También dedica un capítulo a la economía política del jazz. Entre cada capítulo Hentoff intercala, separadas del resto del texto, una corta colección de citas de músicos y críticos comentando la música de jazz y su mundo. A esta sección la llama “El jazz es” como el título de original del libro en su edición en inglés: Jazz is.

El fragmento que ofrecemos es el epílogo final del libro –pags. 267-279. En el sintetiza el contenido general del volumen reflexionando sobre el momento del jazz en el periodo de tiempo en que escribe –primera mitad de la década de 1970.

Objetivo 1:
Filtra el listado y copia cada línea que contenga la palabra "window", distinguiendo entre mayúsculas y minúsculas.
El texto y el listado proceden de fuentes distintas.

Líneas de datos:
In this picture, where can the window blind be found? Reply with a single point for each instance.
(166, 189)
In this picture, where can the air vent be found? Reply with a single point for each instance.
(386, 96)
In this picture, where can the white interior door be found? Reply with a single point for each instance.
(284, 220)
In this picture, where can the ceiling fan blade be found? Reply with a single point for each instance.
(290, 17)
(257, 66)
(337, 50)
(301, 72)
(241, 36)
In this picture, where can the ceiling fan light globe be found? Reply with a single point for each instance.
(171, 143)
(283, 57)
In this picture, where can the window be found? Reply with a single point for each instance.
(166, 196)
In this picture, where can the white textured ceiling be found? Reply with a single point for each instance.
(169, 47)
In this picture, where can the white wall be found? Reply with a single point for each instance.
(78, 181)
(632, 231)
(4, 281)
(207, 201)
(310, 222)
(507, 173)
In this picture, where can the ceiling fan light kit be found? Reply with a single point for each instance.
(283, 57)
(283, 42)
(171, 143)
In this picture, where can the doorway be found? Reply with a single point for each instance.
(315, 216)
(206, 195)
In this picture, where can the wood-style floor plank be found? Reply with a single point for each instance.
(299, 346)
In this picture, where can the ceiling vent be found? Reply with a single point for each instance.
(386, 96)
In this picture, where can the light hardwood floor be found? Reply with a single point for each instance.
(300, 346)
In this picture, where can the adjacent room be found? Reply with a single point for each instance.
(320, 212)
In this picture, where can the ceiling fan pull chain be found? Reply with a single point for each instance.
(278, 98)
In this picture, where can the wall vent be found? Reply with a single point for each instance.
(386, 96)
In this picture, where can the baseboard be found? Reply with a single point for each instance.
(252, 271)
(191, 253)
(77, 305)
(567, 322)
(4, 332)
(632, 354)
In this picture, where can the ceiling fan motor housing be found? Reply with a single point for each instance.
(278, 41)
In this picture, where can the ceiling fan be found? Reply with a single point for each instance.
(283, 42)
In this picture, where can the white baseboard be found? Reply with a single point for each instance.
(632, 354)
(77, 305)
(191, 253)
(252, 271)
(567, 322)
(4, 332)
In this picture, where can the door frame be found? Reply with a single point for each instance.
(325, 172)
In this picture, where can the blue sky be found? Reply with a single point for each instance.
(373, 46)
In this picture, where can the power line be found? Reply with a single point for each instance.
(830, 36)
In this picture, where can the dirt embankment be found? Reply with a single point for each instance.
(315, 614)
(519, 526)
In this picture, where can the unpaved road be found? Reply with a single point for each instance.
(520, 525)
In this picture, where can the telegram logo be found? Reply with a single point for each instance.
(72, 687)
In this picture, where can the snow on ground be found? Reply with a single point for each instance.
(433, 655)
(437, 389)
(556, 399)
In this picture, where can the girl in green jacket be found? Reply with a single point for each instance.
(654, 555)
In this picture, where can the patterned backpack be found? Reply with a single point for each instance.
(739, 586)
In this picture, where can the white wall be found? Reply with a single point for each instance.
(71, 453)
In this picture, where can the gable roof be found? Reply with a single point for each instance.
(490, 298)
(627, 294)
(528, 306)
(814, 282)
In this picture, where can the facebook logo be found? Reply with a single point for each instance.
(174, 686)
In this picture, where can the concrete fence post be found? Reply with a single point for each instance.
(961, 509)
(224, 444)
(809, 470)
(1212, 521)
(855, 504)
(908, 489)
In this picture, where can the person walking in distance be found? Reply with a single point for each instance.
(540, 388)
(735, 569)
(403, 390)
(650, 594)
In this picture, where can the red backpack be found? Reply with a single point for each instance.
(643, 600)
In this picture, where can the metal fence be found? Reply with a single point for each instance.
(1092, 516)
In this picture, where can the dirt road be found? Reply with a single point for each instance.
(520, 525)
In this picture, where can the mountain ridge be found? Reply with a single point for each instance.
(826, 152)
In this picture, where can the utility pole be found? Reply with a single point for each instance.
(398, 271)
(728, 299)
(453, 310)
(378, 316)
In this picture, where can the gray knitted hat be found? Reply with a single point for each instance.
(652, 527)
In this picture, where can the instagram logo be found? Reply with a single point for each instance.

Objetivo 2:
Enumera todos los números que aparecen en el texto sobre el libro de jazz de Hentoff.

Respuesta final 1:
In this picture, where can the window blind be found? Reply with a single point for each instance.
In this picture, where can the window be found? Reply with a single point for each instance.

Respuesta final 2:
267, 279 y 1970.